#### PROBLEM DETAILS
Pull out every line of the records below that contains the string "vent", treating uppercase and lowercase letters as different.

#### Position annotation records
───
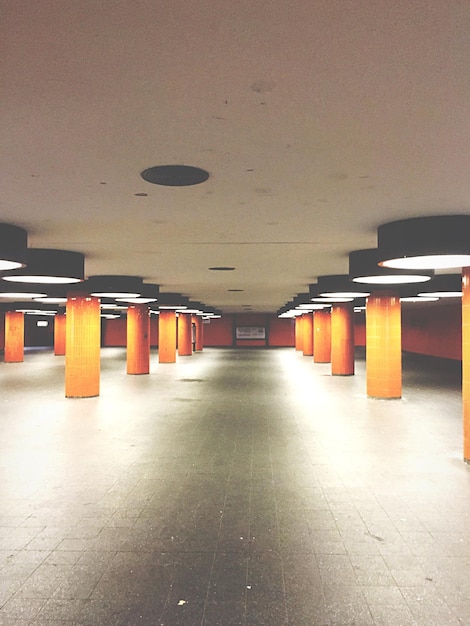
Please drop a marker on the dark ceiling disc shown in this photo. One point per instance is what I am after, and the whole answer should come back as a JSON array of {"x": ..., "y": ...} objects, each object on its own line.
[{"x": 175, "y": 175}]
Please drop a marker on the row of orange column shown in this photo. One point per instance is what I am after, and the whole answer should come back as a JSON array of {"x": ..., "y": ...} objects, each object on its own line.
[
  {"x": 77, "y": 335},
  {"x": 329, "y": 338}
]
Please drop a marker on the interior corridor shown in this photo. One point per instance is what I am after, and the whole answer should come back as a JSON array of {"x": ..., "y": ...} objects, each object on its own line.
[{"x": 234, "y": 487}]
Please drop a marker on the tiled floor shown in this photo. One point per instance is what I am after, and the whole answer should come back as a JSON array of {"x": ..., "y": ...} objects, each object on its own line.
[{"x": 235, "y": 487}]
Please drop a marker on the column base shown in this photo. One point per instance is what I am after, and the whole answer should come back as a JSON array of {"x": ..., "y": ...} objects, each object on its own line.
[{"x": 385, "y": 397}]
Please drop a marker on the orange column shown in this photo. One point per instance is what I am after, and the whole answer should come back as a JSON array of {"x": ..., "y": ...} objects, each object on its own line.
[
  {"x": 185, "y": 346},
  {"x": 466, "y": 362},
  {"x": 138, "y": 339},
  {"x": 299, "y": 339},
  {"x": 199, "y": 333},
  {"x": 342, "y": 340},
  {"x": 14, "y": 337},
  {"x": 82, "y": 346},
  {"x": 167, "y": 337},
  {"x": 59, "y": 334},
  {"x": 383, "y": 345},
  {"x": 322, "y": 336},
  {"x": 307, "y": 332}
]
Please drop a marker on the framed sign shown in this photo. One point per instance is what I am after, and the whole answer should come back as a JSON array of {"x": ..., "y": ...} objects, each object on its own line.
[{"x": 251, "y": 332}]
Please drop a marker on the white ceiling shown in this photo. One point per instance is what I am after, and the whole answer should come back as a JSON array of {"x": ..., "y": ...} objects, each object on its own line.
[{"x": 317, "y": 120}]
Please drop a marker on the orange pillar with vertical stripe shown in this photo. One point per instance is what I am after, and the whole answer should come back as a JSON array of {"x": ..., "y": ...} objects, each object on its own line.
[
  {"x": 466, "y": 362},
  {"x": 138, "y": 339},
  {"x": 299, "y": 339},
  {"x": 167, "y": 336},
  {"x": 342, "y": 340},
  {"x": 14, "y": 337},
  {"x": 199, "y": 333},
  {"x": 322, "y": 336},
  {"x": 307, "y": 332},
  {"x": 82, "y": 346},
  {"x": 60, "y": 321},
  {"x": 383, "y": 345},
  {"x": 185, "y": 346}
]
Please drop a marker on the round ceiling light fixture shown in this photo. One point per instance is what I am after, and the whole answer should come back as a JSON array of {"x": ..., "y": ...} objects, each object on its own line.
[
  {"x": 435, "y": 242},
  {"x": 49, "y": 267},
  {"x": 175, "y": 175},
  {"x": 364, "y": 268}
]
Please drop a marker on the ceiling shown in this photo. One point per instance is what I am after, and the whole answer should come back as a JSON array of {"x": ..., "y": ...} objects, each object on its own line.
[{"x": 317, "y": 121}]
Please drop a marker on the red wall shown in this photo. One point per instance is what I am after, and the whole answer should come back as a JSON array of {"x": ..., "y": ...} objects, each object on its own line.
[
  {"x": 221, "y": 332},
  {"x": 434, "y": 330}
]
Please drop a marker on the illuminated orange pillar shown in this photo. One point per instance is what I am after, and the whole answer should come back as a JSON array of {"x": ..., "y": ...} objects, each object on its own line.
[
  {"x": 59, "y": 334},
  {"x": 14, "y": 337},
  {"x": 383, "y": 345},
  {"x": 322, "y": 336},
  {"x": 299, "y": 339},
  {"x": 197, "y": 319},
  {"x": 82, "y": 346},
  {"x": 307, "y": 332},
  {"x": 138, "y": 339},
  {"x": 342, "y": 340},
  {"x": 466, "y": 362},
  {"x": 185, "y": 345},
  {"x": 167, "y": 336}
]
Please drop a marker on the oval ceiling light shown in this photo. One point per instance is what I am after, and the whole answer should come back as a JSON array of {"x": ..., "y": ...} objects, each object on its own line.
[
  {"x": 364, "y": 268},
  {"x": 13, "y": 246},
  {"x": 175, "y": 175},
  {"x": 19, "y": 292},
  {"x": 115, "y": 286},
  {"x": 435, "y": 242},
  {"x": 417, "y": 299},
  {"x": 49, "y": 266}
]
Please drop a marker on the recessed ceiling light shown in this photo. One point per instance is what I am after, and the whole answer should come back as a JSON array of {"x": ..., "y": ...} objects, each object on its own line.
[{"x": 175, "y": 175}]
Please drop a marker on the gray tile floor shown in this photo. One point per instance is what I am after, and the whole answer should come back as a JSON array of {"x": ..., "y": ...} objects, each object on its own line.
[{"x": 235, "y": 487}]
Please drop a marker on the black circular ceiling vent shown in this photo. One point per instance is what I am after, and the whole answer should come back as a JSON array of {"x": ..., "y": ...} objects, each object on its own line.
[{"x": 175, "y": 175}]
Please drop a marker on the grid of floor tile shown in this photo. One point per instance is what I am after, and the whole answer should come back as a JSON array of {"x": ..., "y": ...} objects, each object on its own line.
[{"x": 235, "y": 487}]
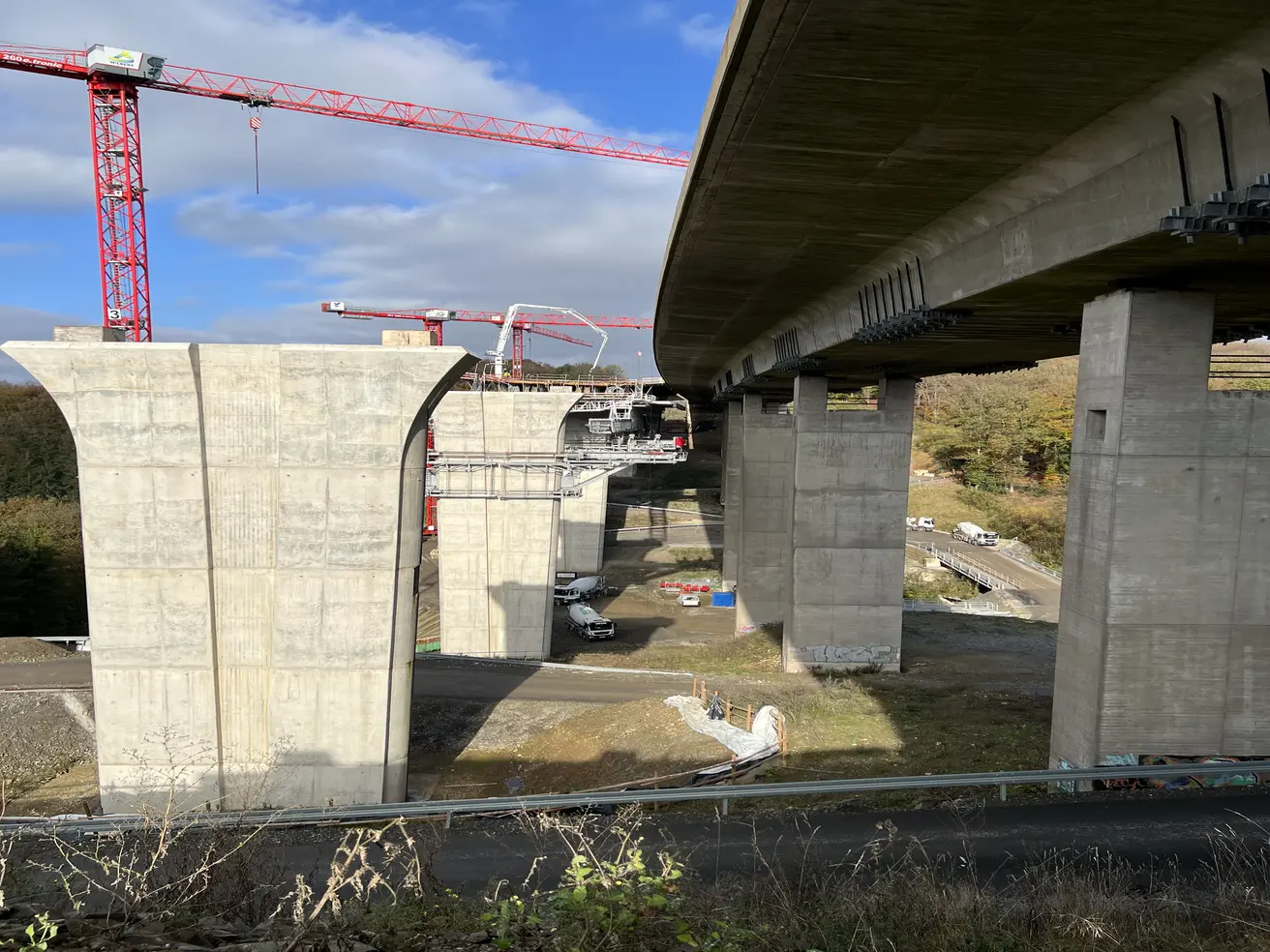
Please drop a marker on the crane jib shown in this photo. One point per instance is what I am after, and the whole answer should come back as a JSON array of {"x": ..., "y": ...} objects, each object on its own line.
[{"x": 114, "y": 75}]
───
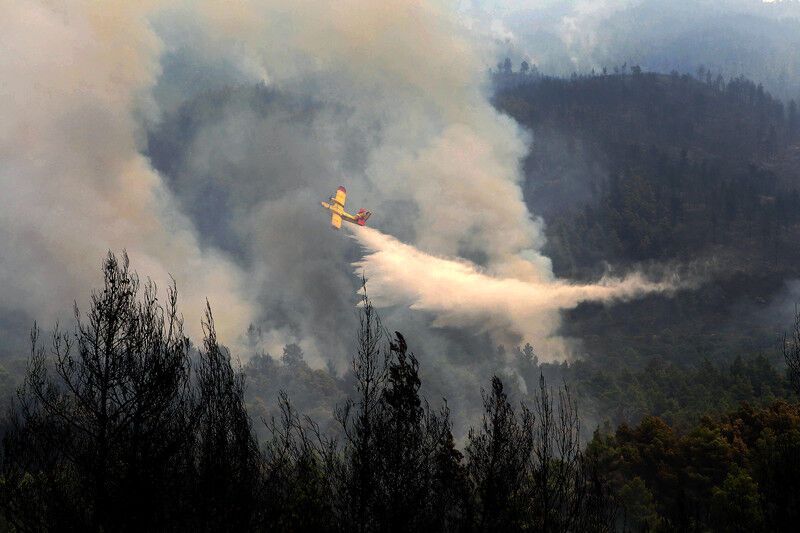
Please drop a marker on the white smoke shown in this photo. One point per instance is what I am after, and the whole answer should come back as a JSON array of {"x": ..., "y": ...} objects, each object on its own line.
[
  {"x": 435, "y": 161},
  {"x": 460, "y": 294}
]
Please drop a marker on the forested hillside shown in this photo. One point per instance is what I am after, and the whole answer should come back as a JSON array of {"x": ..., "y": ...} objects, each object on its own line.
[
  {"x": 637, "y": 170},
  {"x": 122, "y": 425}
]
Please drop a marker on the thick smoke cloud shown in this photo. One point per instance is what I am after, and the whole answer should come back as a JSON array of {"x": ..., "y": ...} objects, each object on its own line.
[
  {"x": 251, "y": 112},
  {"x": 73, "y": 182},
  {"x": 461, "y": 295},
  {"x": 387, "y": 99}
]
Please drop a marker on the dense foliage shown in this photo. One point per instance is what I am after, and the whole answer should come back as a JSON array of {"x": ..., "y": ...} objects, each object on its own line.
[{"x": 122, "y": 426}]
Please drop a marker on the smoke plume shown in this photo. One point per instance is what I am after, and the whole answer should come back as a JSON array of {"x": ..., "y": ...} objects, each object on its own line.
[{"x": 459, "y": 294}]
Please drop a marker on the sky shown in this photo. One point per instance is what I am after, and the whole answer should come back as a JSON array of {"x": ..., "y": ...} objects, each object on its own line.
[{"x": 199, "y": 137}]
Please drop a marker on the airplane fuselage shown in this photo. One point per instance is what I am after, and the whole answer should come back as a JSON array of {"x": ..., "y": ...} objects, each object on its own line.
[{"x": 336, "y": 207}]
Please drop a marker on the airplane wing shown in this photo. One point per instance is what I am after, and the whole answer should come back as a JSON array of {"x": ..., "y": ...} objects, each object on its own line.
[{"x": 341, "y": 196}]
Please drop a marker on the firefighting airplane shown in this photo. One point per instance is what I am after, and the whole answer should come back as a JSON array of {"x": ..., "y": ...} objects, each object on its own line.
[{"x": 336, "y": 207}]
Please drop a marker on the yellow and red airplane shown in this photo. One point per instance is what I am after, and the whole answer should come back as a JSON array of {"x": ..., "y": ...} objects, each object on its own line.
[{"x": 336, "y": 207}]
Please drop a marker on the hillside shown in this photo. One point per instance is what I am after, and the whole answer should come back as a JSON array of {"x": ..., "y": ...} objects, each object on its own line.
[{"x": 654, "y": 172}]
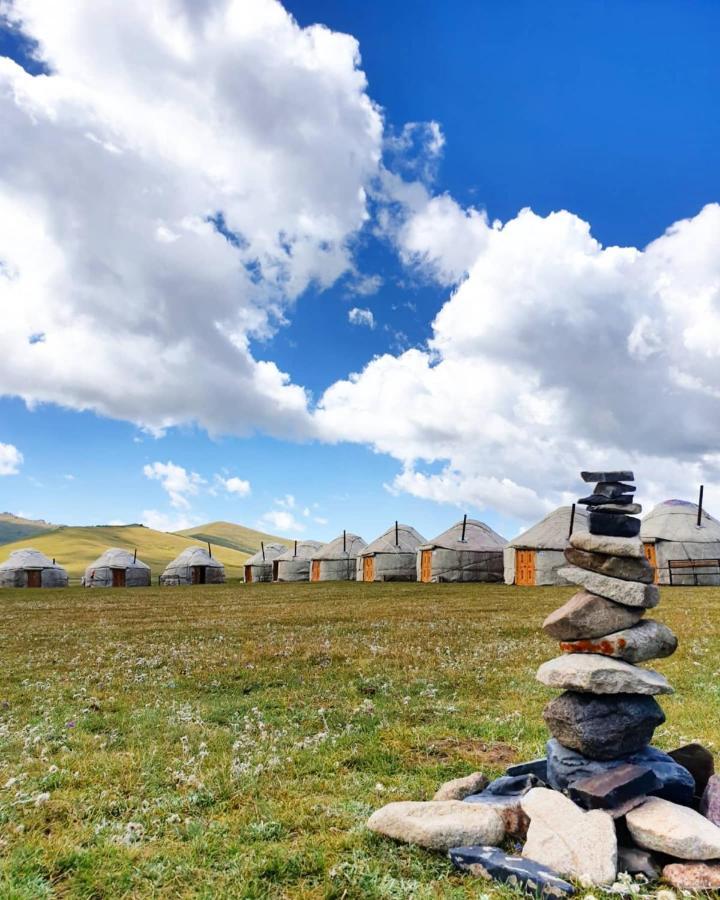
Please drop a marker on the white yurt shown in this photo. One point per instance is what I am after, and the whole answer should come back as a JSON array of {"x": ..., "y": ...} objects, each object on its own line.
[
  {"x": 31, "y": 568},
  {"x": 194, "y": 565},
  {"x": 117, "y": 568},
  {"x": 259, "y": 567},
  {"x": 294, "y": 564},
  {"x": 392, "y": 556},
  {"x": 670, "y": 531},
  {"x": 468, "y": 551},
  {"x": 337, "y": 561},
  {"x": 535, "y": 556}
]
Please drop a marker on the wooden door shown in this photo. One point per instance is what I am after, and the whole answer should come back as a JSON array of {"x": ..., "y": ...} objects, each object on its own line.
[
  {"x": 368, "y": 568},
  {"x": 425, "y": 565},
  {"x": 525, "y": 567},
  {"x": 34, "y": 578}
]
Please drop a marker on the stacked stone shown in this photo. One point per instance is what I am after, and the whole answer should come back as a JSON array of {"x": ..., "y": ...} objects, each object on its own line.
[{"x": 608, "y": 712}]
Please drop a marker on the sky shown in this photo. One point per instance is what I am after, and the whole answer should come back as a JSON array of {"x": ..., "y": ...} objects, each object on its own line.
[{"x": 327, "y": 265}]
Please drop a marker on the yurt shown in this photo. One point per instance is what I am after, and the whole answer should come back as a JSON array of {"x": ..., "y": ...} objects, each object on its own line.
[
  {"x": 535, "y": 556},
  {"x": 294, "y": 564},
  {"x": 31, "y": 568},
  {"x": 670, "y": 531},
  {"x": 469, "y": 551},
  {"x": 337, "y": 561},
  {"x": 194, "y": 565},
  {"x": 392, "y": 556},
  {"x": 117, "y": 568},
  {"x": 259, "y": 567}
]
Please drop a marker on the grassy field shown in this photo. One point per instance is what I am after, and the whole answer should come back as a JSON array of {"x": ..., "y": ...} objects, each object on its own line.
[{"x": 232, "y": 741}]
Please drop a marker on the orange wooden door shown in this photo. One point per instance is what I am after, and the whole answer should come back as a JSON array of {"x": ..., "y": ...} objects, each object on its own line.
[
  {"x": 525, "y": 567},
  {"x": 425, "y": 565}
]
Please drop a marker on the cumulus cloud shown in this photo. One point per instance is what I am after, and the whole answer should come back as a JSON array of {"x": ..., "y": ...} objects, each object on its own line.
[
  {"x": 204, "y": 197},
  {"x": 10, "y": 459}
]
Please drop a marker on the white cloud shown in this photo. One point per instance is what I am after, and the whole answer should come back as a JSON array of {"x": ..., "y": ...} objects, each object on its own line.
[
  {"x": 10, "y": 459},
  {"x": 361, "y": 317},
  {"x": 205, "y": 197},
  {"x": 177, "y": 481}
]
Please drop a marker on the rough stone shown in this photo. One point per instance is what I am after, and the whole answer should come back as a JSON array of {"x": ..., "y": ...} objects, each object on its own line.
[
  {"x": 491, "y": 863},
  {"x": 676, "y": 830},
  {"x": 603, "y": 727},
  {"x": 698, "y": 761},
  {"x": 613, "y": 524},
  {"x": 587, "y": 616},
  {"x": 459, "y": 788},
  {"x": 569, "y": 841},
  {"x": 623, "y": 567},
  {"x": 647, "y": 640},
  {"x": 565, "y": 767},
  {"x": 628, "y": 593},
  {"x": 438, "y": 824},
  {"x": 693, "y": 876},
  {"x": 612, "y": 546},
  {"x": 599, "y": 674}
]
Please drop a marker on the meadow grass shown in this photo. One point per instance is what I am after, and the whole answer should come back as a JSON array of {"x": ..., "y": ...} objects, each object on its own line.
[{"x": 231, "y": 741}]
───
#### ANSWER TO THIS PROBLEM
Please drop a marker on the black circular ceiling vent shown in this photo. One point per instance is what I am after, and the whole answer should come back as a JSON array of {"x": ..., "y": ...} objects, each object on its own line.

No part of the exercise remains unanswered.